## [Problem description]
Change "Query" to "Target" throughout the records below, beginning at the line that contains "like x=98, y=342." and stopping after the line that contains "x=332, y=145". Return only those lines, with everything else in them left unchanged.

** begin Exercise materials **

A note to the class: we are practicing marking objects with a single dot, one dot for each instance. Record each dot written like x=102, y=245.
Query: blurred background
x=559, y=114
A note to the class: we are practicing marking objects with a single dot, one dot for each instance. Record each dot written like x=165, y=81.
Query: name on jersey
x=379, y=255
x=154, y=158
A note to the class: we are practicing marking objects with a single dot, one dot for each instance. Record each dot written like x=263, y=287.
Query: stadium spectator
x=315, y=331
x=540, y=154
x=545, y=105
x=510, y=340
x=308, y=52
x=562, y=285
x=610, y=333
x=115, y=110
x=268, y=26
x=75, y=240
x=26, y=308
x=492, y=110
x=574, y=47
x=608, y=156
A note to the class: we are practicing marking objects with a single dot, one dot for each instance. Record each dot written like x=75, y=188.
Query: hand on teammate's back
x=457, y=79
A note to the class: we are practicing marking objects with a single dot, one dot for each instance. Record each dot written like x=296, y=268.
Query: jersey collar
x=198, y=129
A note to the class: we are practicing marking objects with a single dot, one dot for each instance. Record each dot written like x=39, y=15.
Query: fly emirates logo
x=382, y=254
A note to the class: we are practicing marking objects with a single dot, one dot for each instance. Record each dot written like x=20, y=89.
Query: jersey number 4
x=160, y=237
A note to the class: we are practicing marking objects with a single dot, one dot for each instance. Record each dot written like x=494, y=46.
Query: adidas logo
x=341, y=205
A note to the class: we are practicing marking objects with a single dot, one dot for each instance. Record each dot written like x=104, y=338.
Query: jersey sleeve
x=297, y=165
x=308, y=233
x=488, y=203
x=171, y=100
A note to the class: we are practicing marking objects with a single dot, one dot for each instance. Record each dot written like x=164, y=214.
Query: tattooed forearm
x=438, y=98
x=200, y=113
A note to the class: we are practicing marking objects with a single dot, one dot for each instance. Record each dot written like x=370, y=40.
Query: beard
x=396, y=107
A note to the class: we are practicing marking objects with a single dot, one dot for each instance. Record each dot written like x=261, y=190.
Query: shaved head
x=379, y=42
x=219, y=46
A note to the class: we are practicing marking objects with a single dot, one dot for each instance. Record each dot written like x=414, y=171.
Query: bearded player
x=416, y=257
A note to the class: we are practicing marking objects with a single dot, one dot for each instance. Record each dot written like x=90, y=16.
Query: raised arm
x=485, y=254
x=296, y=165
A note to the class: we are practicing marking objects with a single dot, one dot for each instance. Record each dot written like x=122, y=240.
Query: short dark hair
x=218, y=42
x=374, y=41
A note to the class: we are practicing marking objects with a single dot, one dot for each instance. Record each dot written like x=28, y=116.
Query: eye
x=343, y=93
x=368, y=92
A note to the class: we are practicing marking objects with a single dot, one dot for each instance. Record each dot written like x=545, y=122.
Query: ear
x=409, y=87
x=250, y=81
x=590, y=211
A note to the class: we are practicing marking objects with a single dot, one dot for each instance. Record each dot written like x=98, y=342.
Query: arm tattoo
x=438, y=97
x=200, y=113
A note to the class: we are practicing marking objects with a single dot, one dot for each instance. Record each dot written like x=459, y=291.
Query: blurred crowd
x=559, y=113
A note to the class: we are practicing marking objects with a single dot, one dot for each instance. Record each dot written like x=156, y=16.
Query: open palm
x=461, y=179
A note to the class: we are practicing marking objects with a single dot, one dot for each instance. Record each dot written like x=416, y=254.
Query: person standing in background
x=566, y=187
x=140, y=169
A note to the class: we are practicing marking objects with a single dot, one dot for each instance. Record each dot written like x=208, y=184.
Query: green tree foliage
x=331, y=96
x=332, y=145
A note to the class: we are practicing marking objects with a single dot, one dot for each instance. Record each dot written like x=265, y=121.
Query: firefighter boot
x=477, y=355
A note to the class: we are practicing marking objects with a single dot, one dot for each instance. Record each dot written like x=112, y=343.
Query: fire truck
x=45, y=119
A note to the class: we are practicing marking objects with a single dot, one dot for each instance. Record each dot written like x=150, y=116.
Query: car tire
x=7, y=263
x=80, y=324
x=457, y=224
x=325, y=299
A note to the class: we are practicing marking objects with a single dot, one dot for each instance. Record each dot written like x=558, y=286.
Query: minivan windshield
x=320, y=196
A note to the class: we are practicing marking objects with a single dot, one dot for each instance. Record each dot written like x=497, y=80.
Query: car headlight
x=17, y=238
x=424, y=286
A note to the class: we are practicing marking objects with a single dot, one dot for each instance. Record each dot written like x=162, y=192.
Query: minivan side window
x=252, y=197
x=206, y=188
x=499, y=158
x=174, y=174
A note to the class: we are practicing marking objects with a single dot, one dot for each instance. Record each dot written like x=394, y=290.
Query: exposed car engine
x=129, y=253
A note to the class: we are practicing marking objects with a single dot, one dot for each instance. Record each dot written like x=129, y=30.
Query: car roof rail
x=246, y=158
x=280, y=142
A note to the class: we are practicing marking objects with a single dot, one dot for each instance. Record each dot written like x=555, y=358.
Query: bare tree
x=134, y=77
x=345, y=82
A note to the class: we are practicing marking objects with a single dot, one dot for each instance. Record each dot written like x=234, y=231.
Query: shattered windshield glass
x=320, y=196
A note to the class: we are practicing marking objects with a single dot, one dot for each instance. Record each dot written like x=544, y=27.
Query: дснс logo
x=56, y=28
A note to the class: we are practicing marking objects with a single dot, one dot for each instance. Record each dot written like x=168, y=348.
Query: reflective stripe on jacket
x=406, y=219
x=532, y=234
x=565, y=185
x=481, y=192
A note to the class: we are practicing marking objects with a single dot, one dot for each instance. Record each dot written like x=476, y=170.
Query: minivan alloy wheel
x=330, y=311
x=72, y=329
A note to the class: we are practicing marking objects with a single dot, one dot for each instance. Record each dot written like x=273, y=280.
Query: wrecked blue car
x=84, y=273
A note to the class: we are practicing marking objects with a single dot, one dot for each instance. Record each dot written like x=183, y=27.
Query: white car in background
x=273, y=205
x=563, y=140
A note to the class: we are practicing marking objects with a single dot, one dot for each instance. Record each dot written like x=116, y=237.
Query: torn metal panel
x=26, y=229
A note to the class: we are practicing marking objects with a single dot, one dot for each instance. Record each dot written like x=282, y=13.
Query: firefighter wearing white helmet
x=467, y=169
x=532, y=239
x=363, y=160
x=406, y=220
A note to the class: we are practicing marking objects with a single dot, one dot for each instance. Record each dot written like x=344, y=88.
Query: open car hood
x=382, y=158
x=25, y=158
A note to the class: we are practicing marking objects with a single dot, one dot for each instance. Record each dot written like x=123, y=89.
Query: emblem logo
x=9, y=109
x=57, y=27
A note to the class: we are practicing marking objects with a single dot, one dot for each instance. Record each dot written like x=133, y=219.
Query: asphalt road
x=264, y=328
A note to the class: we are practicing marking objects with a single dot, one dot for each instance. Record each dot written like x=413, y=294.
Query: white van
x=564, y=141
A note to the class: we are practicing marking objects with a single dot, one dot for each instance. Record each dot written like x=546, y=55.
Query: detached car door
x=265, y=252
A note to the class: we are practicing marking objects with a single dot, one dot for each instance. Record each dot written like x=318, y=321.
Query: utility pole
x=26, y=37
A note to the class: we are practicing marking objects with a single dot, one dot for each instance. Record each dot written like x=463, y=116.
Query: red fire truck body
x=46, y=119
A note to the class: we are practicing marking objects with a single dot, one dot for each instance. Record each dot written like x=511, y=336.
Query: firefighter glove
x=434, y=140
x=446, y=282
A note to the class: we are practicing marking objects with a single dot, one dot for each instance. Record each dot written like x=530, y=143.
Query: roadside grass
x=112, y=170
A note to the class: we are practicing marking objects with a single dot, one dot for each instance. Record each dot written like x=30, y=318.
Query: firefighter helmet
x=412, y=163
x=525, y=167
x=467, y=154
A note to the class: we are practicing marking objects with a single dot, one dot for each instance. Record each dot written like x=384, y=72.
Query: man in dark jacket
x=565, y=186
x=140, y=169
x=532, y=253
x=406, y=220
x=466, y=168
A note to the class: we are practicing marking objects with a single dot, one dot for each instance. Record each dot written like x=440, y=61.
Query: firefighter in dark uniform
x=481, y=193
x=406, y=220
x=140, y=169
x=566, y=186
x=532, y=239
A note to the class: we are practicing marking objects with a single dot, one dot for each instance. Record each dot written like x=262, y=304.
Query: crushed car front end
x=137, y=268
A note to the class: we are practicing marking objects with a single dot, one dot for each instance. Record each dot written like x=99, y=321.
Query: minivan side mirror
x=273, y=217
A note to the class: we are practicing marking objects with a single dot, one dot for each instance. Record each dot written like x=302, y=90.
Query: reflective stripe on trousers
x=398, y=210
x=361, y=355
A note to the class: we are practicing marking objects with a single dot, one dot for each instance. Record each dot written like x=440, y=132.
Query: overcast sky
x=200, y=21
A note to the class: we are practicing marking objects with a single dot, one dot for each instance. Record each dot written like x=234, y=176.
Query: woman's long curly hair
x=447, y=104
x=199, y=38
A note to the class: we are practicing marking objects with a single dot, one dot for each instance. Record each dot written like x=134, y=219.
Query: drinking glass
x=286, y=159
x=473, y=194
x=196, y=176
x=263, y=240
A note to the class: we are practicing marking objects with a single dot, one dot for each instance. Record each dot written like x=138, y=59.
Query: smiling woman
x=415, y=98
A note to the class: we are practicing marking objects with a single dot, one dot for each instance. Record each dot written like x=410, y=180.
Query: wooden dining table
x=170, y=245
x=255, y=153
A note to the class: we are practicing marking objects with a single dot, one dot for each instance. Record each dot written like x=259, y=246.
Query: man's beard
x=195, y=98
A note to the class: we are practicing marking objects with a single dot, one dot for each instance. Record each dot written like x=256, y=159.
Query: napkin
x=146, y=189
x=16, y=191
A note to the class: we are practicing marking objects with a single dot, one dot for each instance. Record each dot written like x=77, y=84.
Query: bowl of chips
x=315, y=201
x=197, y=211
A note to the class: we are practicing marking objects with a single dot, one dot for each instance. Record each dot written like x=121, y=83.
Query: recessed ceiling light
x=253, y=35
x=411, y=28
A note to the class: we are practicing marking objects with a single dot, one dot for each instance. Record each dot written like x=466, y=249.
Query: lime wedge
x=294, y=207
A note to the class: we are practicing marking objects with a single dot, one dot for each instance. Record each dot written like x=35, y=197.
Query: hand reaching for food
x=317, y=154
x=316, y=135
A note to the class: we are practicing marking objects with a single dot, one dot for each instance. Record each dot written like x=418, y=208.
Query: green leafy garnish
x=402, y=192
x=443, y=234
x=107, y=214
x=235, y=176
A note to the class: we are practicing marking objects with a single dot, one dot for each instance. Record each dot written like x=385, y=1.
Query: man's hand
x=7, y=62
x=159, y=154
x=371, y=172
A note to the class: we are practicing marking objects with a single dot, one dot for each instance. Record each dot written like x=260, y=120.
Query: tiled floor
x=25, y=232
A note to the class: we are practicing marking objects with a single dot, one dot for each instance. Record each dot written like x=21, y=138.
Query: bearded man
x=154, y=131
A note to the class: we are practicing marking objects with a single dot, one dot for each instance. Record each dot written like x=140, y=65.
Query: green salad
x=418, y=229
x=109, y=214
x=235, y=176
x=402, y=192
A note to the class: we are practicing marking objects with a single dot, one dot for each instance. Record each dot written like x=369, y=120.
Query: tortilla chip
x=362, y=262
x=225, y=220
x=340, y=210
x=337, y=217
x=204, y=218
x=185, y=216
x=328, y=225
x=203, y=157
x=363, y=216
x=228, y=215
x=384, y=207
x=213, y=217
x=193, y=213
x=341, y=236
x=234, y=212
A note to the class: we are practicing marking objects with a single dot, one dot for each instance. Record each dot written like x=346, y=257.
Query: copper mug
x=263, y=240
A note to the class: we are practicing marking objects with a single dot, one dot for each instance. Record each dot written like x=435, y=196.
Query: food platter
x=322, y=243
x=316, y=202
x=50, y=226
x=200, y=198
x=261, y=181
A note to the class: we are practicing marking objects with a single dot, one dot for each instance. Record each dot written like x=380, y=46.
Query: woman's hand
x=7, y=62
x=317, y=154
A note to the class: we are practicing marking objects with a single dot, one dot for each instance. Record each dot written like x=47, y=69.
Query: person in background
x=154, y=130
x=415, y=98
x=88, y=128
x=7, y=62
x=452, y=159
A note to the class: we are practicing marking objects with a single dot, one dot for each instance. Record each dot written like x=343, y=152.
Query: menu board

** end Exercise materials **

## [Complete answer]
A note to the class: we are practicing marking objects with a single dot, one dot for each instance. Record each dot written like x=98, y=342.
Target: arm tattoo
x=438, y=97
x=200, y=113
A note to the class: we are practicing marking objects with a single dot, one dot for each instance. Record each dot written like x=459, y=291.
Target: blurred crowd
x=559, y=113
A note to the class: we are practicing marking objects with a single dot, one dot for each instance. Record each dot written like x=156, y=16.
Target: open palm
x=461, y=179
A note to the class: we are practicing marking objects with a single dot, one dot for each instance. Record each dot written like x=416, y=254.
Target: person standing in background
x=566, y=187
x=140, y=169
A note to the class: we are practicing marking objects with a single dot, one dot for each instance. Record each dot written like x=208, y=184.
Target: green tree foliage
x=331, y=96
x=332, y=145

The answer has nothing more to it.